**RECORDS:**

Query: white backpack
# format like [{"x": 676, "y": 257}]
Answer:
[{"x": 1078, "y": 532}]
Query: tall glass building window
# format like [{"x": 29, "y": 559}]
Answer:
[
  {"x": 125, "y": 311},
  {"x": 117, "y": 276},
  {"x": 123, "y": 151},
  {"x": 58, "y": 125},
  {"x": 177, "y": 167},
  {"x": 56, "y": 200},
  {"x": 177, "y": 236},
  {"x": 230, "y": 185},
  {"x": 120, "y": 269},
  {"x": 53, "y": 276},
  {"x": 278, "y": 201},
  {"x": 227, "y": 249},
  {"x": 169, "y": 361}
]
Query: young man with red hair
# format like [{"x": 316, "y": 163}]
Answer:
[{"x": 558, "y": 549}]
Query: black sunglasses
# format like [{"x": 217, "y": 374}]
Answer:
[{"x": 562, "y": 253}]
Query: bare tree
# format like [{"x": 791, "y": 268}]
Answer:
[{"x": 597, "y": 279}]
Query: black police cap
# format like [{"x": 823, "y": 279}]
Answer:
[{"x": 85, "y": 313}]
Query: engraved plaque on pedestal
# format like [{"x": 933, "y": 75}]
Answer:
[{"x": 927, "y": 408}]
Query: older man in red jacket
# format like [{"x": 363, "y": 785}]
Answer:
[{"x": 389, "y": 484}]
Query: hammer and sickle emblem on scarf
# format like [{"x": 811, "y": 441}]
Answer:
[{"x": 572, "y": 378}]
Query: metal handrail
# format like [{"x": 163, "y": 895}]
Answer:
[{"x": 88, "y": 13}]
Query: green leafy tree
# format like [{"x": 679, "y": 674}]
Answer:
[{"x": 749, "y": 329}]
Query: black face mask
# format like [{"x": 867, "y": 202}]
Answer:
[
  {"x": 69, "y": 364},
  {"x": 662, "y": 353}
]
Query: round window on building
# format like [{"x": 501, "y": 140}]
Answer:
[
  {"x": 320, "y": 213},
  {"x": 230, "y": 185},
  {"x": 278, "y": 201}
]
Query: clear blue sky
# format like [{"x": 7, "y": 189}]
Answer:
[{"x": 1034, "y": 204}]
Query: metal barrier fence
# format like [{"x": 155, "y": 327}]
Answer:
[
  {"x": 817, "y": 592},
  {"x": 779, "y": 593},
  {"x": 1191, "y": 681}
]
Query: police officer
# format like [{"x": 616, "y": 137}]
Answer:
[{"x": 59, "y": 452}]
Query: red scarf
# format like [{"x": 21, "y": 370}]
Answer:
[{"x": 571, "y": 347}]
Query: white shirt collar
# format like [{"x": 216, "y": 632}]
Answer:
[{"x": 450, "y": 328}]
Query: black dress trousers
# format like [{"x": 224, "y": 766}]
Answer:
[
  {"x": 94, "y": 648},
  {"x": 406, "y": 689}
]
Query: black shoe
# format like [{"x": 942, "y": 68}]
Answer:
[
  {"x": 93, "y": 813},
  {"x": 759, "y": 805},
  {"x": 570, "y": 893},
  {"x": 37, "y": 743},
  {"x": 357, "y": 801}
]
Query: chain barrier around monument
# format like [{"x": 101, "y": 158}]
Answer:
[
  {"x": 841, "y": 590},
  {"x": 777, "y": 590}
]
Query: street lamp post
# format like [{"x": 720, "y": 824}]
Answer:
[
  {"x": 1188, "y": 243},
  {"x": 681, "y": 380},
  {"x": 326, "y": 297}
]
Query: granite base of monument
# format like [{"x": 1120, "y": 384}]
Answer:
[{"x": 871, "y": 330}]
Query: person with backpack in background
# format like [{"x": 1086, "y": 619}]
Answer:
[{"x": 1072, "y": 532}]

**WORK ITEM:** Every entry must be output again exactly as it was given.

**WRITTEN SOLUTION:**
Query: white backpack
# format like [{"x": 676, "y": 257}]
Answer:
[{"x": 1078, "y": 532}]
Query: tall glass building window
# format like [{"x": 29, "y": 559}]
Answer:
[
  {"x": 125, "y": 311},
  {"x": 117, "y": 276},
  {"x": 123, "y": 151},
  {"x": 58, "y": 125},
  {"x": 177, "y": 167},
  {"x": 56, "y": 200},
  {"x": 177, "y": 236},
  {"x": 230, "y": 185},
  {"x": 120, "y": 269},
  {"x": 53, "y": 276},
  {"x": 278, "y": 201},
  {"x": 227, "y": 249},
  {"x": 169, "y": 361}
]
Query: young man with red hair
# format like [{"x": 316, "y": 163}]
Answer:
[{"x": 558, "y": 549}]
Query: black sunglasses
# format like [{"x": 217, "y": 374}]
Answer:
[{"x": 562, "y": 253}]
Query: bare tree
# format like [{"x": 791, "y": 268}]
Answer:
[{"x": 597, "y": 279}]
Query: black police cap
# format like [{"x": 823, "y": 279}]
Answer:
[{"x": 85, "y": 313}]
Query: engraved plaque on pedestal
# format like [{"x": 933, "y": 75}]
Answer:
[{"x": 927, "y": 408}]
Query: older man in red jacket
# format like [{"x": 363, "y": 785}]
Answer:
[{"x": 389, "y": 484}]
Query: hammer and sickle emblem on scarf
# format like [{"x": 811, "y": 441}]
Answer:
[{"x": 572, "y": 378}]
Query: metal handrail
# format like [{"x": 163, "y": 895}]
Answer:
[{"x": 88, "y": 13}]
Query: green leafy tree
# format like [{"x": 679, "y": 674}]
Answer:
[{"x": 749, "y": 329}]
Query: black face mask
# format like [{"x": 867, "y": 202}]
Answer:
[
  {"x": 69, "y": 364},
  {"x": 662, "y": 353}
]
Query: round window on building
# format like [{"x": 501, "y": 140}]
Answer:
[
  {"x": 320, "y": 213},
  {"x": 230, "y": 185},
  {"x": 278, "y": 201}
]
Query: clear blue sky
# format like [{"x": 7, "y": 189}]
Answer:
[{"x": 1034, "y": 204}]
Query: metal barrier fence
# format like [{"x": 155, "y": 327}]
Answer:
[
  {"x": 817, "y": 592},
  {"x": 779, "y": 593},
  {"x": 1191, "y": 681}
]
Query: police officer
# format like [{"x": 616, "y": 137}]
Answer:
[{"x": 59, "y": 452}]
Query: red scarf
# format like [{"x": 21, "y": 370}]
Answer:
[{"x": 571, "y": 347}]
Query: white shirt collar
# format like [{"x": 216, "y": 632}]
Answer:
[{"x": 450, "y": 328}]
Query: black dress trousers
# format like [{"x": 224, "y": 766}]
Answer:
[
  {"x": 94, "y": 648},
  {"x": 406, "y": 689}
]
Query: black shoe
# format like [{"x": 942, "y": 68}]
Answer:
[
  {"x": 93, "y": 813},
  {"x": 759, "y": 805},
  {"x": 570, "y": 893},
  {"x": 37, "y": 743},
  {"x": 357, "y": 801}
]
Query: chain barrier around monument
# format like [{"x": 101, "y": 158}]
Answer:
[
  {"x": 841, "y": 590},
  {"x": 777, "y": 590}
]
Query: street lamp post
# format like [{"x": 720, "y": 824}]
Answer:
[
  {"x": 1188, "y": 243},
  {"x": 681, "y": 380},
  {"x": 326, "y": 297}
]
Query: granite base of monument
# format like [{"x": 1120, "y": 384}]
Answer:
[{"x": 871, "y": 330}]
Query: person with backpack in background
# format like [{"x": 1086, "y": 619}]
Answer:
[{"x": 1072, "y": 532}]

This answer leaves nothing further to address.